• _目的_: 下記の出張に関する原文によると、タイパ・コスパを重視する人はどの層を中心に増えているか。

• _原文_:
■ ■ ■

特に、昨今はタイパ(タイムパフォーマンス)・コスパ(コストパフォーマンス)を重視する人が若年層を中心に増え、多くの時間・労力と費用がかかる出張は、その意義が問われています。

私はメーカー経理職の経験が長かったのですが、その時の経験を考えると出張は比較的肯定派です。
以下、本社経理職が工場に出張する場合を例に、出張者側のメリットについて考えてみます。
「現実的なメリット」としては、工場の生産体制(在庫管理や製造工程別の管理、遊休資産の状況等)を目にすることで①対役所のレポート作成や説明においての基礎的な理解力が上がる ②本社部門から見た経理上の問題点(会計監査で問題となりそうな点)を早期に見つけて対策をとることができる ということがあげられます。
また、「付随的(企業風土的)なメリット」では、現場の苦労や努力を目の当たりにすることで、③レポート=数字と認識していた経理職の意識を変え、数字の生み出される背景を想像できるようになるかもしれません。この想像力は共感であり、ひいては団結力や”会社への愛着”にもつながると考えます。経理職はどの会社でも必ずある職種のため転職の機会も幅広くありますが、この”会社への愛着”が従業員の定着にも寄与するかもしれません。

上述は、メーカー・スタッフ部門の一例ですが、これが他業種・他部門の場合には、また出張の意義も変わってくると思われます。
宿泊費や交通費が値上がりし出張旅費が高額となる中で、コストに見合う効果が当該出張にあるのか、また従業員のモチベーションを維持・向上する出張のあり方とはどういうものかを再検討する必要があるといえます。

■ ■ ■

• _コレクション項目_:
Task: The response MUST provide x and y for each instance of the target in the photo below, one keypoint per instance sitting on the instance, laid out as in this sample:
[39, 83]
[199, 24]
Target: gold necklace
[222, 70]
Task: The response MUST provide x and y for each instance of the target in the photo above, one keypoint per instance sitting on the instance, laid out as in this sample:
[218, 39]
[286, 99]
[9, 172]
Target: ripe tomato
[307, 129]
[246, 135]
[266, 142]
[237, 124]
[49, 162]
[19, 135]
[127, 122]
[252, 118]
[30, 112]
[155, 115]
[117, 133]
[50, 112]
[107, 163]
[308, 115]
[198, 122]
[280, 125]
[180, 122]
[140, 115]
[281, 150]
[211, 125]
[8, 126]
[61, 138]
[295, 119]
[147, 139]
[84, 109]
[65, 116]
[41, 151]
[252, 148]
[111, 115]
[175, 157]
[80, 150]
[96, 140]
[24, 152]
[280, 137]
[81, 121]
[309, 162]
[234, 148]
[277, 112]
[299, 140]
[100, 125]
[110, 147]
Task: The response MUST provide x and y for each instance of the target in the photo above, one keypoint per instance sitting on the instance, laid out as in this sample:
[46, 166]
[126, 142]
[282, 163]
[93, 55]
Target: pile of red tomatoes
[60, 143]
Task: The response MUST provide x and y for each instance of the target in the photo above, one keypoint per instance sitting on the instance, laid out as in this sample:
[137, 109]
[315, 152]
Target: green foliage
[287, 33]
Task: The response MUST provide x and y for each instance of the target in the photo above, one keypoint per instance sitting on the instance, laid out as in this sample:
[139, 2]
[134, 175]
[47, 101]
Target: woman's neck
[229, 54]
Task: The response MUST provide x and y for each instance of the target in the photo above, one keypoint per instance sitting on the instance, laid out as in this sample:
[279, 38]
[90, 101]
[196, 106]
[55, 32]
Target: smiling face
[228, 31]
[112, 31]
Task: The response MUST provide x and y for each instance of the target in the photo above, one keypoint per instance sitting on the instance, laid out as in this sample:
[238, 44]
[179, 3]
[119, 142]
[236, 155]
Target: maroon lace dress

■ ■ ■

• _回答結果_: 若年層を中心に増えています。